Work instructions: Rewrite the stretch of records from the line containing "task: provide the mask of every instance of the blue" through the end of the records, both ends included and nothing else, keeping the requests and scaling every coordinate in the answers by 0.8, rounded to whole numbers with halves rounded up. Leave the numbers in the requests and their format samples as they are.

-- Start of The input --

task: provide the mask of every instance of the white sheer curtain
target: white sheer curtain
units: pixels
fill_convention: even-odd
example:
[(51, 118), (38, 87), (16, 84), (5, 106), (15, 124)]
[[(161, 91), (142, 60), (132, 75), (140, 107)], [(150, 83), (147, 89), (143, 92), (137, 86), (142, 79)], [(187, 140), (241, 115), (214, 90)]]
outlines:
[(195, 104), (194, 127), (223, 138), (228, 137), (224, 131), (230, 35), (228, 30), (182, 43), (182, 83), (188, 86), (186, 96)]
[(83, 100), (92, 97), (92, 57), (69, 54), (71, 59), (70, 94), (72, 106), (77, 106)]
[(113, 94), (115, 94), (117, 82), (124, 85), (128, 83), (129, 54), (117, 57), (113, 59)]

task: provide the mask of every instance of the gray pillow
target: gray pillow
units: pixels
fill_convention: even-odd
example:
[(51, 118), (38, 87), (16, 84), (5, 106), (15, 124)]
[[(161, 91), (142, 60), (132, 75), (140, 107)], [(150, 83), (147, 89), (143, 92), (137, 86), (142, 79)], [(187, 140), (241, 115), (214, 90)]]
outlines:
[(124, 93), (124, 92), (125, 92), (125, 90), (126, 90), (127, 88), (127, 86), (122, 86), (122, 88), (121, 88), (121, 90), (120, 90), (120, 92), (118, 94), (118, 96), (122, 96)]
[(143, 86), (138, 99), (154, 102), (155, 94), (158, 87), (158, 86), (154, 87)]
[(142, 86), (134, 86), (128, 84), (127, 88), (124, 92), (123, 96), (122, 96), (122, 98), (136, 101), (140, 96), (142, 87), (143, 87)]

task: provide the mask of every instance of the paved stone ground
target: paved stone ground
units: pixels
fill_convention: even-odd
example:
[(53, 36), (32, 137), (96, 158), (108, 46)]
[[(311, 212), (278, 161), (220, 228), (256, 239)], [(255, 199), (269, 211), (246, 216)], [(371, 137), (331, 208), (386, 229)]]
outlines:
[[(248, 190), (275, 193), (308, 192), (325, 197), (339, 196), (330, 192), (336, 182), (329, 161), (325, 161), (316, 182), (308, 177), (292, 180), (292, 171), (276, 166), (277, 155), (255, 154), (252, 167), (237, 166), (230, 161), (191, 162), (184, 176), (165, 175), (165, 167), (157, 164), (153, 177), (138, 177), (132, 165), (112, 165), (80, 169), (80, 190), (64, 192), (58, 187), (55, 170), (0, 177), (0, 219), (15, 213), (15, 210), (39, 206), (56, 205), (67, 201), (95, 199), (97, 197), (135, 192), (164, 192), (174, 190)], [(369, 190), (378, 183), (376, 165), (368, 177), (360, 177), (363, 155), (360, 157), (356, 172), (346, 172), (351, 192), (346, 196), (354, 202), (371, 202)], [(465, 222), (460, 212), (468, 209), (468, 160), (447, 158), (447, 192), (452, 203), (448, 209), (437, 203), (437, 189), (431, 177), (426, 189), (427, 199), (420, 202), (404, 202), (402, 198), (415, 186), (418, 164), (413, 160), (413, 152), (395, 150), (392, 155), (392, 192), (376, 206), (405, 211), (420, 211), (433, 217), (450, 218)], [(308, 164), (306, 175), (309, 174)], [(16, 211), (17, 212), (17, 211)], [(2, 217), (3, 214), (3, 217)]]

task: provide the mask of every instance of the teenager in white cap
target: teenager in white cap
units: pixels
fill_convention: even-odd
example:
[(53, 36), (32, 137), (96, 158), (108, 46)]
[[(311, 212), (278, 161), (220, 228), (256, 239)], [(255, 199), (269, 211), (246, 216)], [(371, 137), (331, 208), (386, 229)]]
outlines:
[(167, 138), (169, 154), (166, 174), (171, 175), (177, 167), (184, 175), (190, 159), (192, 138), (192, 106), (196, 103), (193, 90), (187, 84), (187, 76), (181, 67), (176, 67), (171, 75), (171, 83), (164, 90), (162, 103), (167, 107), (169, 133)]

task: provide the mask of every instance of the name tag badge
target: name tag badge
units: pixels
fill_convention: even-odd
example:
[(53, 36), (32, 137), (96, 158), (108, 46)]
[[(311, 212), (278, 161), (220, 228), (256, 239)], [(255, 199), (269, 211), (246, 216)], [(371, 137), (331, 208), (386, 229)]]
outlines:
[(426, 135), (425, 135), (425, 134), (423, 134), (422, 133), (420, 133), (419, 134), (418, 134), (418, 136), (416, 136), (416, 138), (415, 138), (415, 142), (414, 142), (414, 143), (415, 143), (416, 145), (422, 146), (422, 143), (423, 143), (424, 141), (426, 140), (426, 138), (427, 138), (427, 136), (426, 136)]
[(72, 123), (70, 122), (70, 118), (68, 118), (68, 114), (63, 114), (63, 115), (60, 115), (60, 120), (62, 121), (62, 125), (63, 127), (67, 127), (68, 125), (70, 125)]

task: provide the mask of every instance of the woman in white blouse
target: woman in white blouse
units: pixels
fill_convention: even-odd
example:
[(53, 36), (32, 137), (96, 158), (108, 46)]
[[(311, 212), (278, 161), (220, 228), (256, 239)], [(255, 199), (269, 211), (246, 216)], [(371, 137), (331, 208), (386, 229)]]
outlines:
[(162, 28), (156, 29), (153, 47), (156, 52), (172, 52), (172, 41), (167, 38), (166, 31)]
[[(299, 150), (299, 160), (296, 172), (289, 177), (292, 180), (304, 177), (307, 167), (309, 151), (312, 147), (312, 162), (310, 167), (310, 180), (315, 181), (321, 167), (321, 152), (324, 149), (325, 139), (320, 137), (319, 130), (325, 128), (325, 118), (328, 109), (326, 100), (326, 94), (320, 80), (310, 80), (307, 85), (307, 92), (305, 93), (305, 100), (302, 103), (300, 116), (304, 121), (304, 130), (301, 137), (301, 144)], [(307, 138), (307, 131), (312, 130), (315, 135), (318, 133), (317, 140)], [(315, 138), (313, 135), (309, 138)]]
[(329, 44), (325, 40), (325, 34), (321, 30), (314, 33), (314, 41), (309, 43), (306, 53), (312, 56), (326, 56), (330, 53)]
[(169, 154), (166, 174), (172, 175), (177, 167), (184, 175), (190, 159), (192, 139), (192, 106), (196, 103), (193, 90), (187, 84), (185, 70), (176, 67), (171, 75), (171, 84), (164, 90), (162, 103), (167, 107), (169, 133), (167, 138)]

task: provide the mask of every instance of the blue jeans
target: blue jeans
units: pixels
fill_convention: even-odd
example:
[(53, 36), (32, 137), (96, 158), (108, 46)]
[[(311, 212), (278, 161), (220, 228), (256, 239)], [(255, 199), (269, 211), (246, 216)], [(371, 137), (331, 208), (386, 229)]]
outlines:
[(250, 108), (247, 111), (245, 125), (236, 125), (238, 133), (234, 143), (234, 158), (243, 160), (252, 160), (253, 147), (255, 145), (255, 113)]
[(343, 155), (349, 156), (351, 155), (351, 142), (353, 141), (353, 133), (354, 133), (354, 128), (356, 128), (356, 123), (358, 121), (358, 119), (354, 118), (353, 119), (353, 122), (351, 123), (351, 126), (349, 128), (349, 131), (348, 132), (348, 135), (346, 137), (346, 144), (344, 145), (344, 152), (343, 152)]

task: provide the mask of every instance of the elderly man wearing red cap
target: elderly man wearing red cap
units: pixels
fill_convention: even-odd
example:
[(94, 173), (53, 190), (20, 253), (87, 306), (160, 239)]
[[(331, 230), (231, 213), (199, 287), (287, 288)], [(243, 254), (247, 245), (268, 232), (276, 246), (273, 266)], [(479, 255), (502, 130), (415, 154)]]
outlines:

-- End of The input --

Solution to this exercise:
task: provide the mask of every instance of the blue jeans
target: blue jeans
units: pixels
fill_convention: even-odd
example:
[(53, 36), (32, 137), (96, 158), (108, 46)]
[[(311, 212), (278, 161), (220, 228), (256, 239)], [(255, 199), (269, 211), (246, 216)], [(371, 137), (331, 208), (386, 229)]]
outlines:
[(200, 86), (198, 89), (196, 100), (189, 100), (190, 106), (187, 114), (187, 126), (194, 128), (202, 128), (202, 118), (204, 116), (204, 90)]
[(274, 124), (279, 125), (281, 124), (281, 114), (282, 113), (282, 106), (283, 106), (283, 102), (285, 102), (285, 98), (286, 97), (286, 95), (283, 94), (282, 95), (282, 98), (281, 98), (281, 101), (279, 102), (279, 105), (278, 106), (278, 108), (277, 110), (277, 115), (275, 116), (275, 122), (274, 122)]

task: provide the mask of every instance of the elderly man wearing red cap
target: elderly man wearing red cap
units: pixels
fill_convention: even-odd
example:
[(94, 173), (53, 190), (20, 253), (87, 306), (160, 239)]
[[(331, 230), (231, 213), (199, 287), (287, 288)], [(243, 254), (247, 245), (268, 232), (276, 246), (273, 266)], [(479, 255), (502, 130), (415, 154)]]
outlines:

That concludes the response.